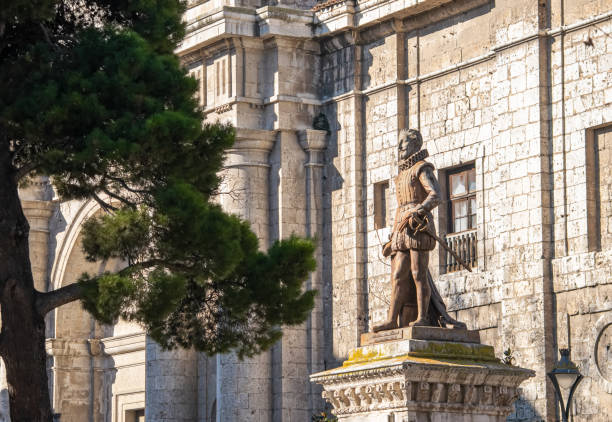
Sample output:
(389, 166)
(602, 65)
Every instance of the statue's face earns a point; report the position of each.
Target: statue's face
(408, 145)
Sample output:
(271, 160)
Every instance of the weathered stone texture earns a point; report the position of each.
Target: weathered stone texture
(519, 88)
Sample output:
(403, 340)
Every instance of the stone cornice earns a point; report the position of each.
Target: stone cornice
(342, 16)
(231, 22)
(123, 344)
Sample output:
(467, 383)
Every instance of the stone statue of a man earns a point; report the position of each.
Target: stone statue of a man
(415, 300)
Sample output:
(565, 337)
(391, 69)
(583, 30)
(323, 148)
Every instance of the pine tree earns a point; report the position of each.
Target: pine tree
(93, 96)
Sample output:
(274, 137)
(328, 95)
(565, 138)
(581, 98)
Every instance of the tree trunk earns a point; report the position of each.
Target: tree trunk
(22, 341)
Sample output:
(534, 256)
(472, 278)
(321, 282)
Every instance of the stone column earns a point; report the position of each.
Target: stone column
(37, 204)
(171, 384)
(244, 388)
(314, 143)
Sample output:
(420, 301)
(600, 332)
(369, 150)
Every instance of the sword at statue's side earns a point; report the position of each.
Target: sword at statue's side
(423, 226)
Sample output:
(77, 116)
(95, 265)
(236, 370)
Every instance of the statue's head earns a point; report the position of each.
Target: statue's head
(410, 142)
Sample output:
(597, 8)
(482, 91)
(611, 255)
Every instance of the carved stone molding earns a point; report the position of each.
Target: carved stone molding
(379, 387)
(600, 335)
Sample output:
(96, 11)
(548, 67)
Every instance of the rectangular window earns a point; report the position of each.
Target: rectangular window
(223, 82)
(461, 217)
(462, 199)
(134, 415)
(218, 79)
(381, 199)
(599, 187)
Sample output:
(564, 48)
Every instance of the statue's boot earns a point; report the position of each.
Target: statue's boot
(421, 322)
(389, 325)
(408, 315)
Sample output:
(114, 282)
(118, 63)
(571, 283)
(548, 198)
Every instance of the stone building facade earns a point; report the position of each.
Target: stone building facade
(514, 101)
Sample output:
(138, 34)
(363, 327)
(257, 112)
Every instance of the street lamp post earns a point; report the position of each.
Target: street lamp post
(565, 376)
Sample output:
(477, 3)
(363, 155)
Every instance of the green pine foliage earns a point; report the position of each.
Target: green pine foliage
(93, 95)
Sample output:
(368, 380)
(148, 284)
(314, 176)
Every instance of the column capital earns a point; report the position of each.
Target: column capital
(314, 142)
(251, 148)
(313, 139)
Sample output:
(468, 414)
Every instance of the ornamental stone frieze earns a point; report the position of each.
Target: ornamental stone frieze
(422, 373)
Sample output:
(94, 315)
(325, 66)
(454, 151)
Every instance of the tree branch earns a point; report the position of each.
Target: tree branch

════════════════════

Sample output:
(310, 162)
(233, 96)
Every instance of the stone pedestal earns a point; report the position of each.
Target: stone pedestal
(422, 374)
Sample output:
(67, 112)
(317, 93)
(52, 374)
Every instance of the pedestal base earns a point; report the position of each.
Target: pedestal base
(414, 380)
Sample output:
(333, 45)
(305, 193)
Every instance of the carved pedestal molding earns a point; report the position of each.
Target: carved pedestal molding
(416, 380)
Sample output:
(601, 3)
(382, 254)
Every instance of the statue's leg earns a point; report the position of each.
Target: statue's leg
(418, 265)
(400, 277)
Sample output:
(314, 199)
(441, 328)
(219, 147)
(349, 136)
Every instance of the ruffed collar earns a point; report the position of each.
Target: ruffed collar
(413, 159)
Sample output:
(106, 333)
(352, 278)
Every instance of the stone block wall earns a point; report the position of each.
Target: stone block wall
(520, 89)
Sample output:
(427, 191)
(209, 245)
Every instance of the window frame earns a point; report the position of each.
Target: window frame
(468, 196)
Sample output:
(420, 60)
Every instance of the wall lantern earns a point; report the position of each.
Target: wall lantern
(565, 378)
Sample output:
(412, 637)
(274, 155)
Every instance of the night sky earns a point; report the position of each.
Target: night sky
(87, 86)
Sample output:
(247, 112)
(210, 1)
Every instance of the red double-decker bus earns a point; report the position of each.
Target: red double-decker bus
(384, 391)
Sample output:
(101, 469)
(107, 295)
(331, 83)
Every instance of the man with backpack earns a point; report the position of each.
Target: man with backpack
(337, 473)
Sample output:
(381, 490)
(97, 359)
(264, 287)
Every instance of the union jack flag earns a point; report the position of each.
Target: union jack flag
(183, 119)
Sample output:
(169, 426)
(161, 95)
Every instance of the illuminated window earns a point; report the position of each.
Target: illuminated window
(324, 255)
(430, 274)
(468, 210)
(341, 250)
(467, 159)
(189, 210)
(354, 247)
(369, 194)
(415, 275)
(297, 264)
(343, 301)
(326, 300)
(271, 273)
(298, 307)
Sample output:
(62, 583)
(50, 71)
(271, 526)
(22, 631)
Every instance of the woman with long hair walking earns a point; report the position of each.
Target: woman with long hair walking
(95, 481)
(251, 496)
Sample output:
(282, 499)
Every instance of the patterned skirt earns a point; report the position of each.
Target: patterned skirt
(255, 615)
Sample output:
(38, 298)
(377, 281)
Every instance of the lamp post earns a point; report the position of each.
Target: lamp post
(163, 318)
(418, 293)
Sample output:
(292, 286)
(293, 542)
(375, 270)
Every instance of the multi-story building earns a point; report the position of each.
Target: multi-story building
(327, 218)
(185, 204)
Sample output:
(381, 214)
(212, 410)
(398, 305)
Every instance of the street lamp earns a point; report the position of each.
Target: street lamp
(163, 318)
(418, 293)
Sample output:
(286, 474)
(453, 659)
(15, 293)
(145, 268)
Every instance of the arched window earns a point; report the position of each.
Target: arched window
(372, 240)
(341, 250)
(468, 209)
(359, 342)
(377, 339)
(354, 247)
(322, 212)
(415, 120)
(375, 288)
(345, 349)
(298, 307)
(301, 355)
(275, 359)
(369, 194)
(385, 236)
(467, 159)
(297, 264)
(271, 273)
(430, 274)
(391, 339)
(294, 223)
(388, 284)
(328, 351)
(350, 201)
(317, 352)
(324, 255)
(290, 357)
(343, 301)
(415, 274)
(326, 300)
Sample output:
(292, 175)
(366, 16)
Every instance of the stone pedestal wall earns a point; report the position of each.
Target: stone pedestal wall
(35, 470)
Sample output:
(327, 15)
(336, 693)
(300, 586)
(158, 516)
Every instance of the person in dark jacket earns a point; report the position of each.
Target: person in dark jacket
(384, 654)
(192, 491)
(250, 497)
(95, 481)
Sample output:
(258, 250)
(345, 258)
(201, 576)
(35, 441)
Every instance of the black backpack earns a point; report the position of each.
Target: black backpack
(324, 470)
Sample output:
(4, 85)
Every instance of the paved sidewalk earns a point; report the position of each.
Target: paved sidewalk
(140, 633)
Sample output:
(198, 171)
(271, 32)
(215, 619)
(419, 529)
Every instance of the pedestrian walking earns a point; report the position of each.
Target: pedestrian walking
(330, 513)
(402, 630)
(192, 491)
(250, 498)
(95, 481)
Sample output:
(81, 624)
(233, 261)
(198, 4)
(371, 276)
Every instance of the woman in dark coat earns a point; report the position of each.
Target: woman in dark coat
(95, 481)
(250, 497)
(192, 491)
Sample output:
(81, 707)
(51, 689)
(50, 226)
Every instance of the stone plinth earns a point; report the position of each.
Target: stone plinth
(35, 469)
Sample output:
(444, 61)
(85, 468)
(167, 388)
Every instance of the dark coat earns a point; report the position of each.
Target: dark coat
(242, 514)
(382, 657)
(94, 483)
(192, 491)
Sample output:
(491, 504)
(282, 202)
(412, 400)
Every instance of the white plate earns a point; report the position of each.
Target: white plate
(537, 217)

════════════════════

Task statement:
Scan the listing for "branch" and copy out each line that has it.

Written response:
Every instance of the tree branch earns a point; report the position of each.
Target: tree branch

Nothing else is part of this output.